-- Start Material provided --

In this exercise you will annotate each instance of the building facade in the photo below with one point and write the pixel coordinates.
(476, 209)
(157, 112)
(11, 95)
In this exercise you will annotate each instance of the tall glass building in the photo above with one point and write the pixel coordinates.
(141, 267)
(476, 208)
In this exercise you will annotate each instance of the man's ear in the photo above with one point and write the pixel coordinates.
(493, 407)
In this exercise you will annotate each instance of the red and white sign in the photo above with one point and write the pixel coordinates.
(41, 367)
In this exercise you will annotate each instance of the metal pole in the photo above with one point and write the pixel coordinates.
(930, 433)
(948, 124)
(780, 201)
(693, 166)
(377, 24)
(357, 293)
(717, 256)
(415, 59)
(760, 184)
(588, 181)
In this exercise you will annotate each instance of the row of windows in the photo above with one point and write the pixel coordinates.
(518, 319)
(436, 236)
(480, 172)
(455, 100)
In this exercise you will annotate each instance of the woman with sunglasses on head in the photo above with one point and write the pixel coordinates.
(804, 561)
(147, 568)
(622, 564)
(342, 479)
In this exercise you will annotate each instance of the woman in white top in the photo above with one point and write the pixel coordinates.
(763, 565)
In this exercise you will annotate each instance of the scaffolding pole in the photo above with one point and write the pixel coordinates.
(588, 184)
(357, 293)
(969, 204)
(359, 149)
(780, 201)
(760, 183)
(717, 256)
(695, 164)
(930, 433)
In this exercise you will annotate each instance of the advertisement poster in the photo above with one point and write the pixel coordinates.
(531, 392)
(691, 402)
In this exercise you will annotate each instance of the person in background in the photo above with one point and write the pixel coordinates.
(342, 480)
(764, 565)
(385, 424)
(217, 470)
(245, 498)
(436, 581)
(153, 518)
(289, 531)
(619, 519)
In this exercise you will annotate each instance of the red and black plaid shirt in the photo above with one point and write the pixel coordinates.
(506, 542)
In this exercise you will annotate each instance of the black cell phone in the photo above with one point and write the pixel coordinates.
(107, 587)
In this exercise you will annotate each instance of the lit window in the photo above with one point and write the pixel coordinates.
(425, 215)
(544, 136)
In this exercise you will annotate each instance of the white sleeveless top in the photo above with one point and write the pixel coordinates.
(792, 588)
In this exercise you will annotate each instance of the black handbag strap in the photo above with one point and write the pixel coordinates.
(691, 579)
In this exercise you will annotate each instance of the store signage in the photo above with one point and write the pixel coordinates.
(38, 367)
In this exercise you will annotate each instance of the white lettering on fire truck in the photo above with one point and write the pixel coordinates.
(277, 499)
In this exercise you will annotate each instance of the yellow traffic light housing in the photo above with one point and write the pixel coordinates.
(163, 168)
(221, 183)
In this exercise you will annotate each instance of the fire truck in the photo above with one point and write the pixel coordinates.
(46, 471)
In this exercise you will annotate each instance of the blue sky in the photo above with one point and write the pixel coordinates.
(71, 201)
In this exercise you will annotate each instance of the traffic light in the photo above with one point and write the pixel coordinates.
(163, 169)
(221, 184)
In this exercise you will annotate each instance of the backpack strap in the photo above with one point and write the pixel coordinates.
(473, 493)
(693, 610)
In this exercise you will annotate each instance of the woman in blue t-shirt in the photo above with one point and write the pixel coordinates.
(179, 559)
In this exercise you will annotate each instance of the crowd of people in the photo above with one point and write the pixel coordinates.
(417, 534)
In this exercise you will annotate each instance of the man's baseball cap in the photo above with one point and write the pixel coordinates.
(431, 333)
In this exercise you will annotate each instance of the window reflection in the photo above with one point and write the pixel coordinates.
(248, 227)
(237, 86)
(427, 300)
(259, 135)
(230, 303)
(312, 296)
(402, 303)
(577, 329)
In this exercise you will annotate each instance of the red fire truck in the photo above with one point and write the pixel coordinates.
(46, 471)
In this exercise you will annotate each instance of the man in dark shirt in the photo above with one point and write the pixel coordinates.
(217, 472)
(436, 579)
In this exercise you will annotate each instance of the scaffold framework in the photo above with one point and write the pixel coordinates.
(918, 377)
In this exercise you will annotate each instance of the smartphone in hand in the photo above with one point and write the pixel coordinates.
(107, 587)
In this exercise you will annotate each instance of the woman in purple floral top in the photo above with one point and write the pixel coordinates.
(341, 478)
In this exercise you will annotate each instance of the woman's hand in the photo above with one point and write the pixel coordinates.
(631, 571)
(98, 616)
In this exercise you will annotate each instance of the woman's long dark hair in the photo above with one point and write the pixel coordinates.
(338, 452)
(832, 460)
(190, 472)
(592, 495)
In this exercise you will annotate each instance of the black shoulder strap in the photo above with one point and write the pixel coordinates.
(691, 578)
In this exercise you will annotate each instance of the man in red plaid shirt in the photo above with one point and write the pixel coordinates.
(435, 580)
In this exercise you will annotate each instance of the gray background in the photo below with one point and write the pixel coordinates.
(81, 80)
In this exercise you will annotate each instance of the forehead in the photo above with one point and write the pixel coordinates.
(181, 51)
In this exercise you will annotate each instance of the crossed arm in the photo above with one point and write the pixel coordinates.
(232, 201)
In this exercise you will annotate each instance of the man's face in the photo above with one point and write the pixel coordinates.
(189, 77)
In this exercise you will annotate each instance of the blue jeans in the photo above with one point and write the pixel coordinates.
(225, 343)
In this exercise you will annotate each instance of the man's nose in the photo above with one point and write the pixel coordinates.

-- End Material provided --

• What the task requires:
Print every record above exactly as written.

• Written answer:
In this exercise you will annotate each instance of the building facade in the photo below with one point and write the pixel coordinates.
(476, 209)
(157, 112)
(11, 95)
In this exercise you will annotate each instance of the tall glass building in the photo above with one point and write the pixel coordinates.
(141, 267)
(476, 208)
In this exercise you will annotate each instance of the man's ear in the photo above with one point and write the pixel coordinates.
(493, 407)
In this exercise you will annotate each instance of the red and white sign in the photo above with one point and write the pixel coordinates.
(41, 367)
In this exercise you will annotate each instance of the metal pole in the photo above with one point and write the pixel coordinates.
(930, 433)
(948, 124)
(780, 201)
(693, 166)
(377, 24)
(357, 293)
(717, 256)
(415, 59)
(760, 184)
(588, 181)
In this exercise you will annotate each instance of the row of windows in the photo above with one point and write the pixel coordinates.
(518, 319)
(436, 236)
(480, 172)
(455, 100)
In this exercise you will annotate each instance of the woman with sunglasses on head in the photo above with one point and write the pixel coordinates.
(804, 561)
(147, 568)
(622, 564)
(342, 479)
In this exercise you will annotate each instance of the woman in white top in the photo above with one point and write the pixel coordinates.
(763, 565)
In this exercise you will annotate each instance of the scaffolding pole in the photo above with one point and write the pixel coordinates.
(588, 184)
(357, 293)
(969, 204)
(359, 149)
(780, 201)
(760, 183)
(717, 256)
(695, 164)
(930, 433)
In this exercise you will annotate each instance of the advertisement poster in the photo above with one point and write the pixel coordinates.
(531, 392)
(691, 402)
In this exercise you will annotate each instance of the person in background in the photo above with one point and write the pixel coordinates.
(342, 480)
(764, 565)
(385, 424)
(217, 470)
(245, 498)
(436, 581)
(153, 518)
(289, 531)
(619, 519)
In this exercise you will annotate each instance of the red and black plaid shirt in the photo above with one point and write the pixel coordinates.
(506, 542)
In this exercise you will annotate each instance of the black cell phone in the photo above with one point and write the pixel coordinates.
(107, 587)
In this exercise you will annotate each instance of the lit window in the photo above with one point and write the pixel coordinates.
(425, 215)
(544, 136)
In this exercise you will annotate each instance of the white sleeveless top in the photo above with one point and write the pixel coordinates.
(792, 588)
In this exercise you will annotate each instance of the black handbag strap in the photo above with one point and write the pixel coordinates.
(691, 579)
In this exercise you will annotate each instance of the store signage in the photo above with one point and write the pixel coordinates.
(38, 367)
In this exercise you will annotate each instance of the white lettering on fire truck in the photo above with one point and write the pixel coordinates.
(277, 499)
In this exercise you will annotate each instance of the yellow traffic light housing in the photo above with one point and write the pixel coordinates.
(163, 168)
(221, 183)
In this exercise you will annotate each instance of the fire truck in the photo above with one point and write the pixel coordinates.
(46, 471)
In this exercise you will annotate each instance of the blue sky in the photo above with one point and write the pixel coordinates.
(71, 201)
In this exercise you will annotate each instance of the traffic light in the photo above with one point and write the pixel coordinates.
(163, 169)
(221, 184)
In this exercise you will annotate each instance of the backpack strap in the photo above with one point and write the pixel coordinates.
(473, 493)
(693, 610)
In this exercise you will annotate each instance of the woman in blue t-shirt in the photo above with one point and write the pixel coordinates.
(179, 559)
In this exercise you will annotate each instance of the crowd of people in the photo above with one point and write the pixel coordinates.
(417, 534)
In this exercise you will annotate each instance of the man's baseball cap in the photo above with one point and write the pixel coordinates.
(431, 333)
In this exercise you will annotate each instance of the window reflection in the photo above with one point and write the pixel coordinates.
(248, 227)
(237, 86)
(427, 300)
(259, 135)
(230, 303)
(312, 296)
(402, 303)
(577, 329)
In this exercise you will annotate each instance of the red fire truck in the photo above with one point and write the pixel coordinates.
(46, 471)
In this exercise you will annotate each instance of the man in dark shirt in the photo above with one point and write the pixel coordinates.
(217, 472)
(436, 579)
In this exercise you will annotate each instance of the scaffold framework in the photo above with one point and write the pixel coordinates.
(918, 377)
In this exercise you will annotate each instance of the smartphone in hand in the photo above with one point and write the pixel coordinates.
(107, 587)
In this exercise you will annotate each instance of the woman in purple floral top in the photo above with one point and write the pixel coordinates.
(341, 478)
In this exercise you will annotate each instance of the woman's hand in the photo above with one point and write the pixel coordinates.
(631, 571)
(98, 616)
In this exercise you will annotate each instance of the woman's long dark hair in the photo above with one point and write the pixel coordinates.
(338, 452)
(832, 460)
(190, 472)
(592, 495)
In this exercise you will annotate each instance of the black shoulder strap in the photo above with one point and write the pixel coordinates.
(691, 578)
In this exercise you will annotate each instance of the man in red plaid shirt in the photo above with one point and write the pixel coordinates.
(435, 580)
In this exercise you will annotate each instance of the gray background in the photo below with one point and write the pixel coordinates.
(81, 80)
In this exercise you will annotate each instance of the forehead in the photo above with one point and write the pixel coordinates.
(181, 51)
In this exercise you will annotate each instance of the crossed arm in the photo above with one point and write the pixel coordinates.
(232, 201)
In this exercise you will annotate each instance of the man's face in the photo above with one point and write the pixel coordinates.
(189, 77)
In this exercise you will annotate each instance of the blue jeans in the photo above with one point and write the pixel coordinates.
(225, 343)
In this exercise you will annotate each instance of the man's nose in the photo above with one point and write the pixel coordinates.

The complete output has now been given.